**TASK A**. According to the passage on Tanzania's Female Food Heroes, how many viewers and listeners did the fifth season reach?

Like reality shows around the world, Tanzania’s Female Food Heroes has grown increasingly popular since its debut in 2011. The fifth season, which aired as half-hour episodes and radio recaps last August, reached over 37 million viewers and listeners across five countries, according to Oxfam. That staggering number is especially surprising given that just 5% of the population in Tanzania had access to television as of 2010. Chelele herself hadn’t seen the show before she applied, and her family had to follow it at a neighbor’s house. The episodes make use of the usual reality TV devices of dramatic music and confessional-style interviews, but they also incorporate visits from local politicians and experts from Oxfam’s partner organizations who share information about issues like gender violence, HIV/AIDS, and bookkeeping, for the benefit of both the contestants and the viewers. The women’s work is grueling, and the show’s producers at East Africa TV do not offer them much respite. Speaking to Refinery29 from her village of Kikwawila via a translator, Chelele, the winner of season 5, recalled that she and her fellow contestants had to walk over a half-mile to fetch water, carrying it back to the worksite on their heads.

**TASK B**. Gather every line of the records that contains the string "clump".

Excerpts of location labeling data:
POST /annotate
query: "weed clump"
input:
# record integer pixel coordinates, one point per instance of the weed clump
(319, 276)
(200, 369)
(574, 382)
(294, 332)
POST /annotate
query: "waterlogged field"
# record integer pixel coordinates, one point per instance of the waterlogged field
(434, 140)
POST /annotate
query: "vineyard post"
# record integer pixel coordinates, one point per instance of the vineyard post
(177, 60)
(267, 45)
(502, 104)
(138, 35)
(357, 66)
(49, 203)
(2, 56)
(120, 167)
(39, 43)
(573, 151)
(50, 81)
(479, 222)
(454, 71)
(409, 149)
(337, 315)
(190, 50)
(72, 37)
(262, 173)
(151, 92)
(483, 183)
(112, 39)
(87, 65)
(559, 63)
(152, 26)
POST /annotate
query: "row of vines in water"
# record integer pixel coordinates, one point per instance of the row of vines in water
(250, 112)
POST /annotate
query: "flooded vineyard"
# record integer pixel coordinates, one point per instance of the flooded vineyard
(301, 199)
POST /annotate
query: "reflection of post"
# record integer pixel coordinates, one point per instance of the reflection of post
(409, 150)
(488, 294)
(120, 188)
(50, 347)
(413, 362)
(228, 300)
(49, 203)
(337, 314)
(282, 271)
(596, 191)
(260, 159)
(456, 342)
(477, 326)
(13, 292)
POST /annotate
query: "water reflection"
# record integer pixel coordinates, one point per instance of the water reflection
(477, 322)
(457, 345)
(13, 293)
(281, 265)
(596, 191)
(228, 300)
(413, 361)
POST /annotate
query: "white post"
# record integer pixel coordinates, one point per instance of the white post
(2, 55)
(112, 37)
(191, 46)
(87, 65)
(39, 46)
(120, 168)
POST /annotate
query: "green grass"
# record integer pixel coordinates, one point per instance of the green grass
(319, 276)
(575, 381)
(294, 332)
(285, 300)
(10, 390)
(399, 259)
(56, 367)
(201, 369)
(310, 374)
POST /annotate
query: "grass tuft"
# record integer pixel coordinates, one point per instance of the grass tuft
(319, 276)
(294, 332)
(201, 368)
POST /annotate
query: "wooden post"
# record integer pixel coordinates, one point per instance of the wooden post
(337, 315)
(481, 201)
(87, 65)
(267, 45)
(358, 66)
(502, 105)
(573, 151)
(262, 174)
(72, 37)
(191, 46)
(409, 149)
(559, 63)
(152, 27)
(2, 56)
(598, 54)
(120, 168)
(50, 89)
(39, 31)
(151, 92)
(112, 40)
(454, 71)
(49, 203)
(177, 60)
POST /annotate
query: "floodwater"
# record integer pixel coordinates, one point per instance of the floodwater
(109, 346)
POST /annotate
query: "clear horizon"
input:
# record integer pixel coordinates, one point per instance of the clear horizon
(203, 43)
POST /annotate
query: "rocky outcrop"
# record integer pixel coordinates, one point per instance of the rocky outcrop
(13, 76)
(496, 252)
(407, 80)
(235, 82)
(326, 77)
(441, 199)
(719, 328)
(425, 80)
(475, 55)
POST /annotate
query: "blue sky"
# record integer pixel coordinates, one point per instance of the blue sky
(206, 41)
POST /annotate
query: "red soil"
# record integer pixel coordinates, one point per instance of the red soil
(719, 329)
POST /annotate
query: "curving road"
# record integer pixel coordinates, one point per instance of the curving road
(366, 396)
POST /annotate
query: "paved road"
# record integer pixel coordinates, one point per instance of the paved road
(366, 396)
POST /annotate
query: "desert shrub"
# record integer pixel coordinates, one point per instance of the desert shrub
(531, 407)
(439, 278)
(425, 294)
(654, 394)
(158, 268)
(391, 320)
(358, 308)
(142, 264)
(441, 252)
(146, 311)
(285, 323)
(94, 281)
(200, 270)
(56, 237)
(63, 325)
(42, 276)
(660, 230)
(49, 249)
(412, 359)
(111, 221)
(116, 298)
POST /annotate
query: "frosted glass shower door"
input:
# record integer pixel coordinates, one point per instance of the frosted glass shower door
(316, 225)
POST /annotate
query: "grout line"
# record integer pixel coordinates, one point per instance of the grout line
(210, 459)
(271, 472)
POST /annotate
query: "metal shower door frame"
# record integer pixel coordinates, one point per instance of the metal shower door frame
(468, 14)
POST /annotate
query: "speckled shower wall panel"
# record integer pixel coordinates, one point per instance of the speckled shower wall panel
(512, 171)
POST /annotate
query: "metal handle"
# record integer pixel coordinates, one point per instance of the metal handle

**EXERCISE RESULT A**. Over 37 million viewers and listeners across five countries.

**EXERCISE RESULT B**.
query: "weed clump"
# record integer pixel coordinates, one point per instance of the weed clump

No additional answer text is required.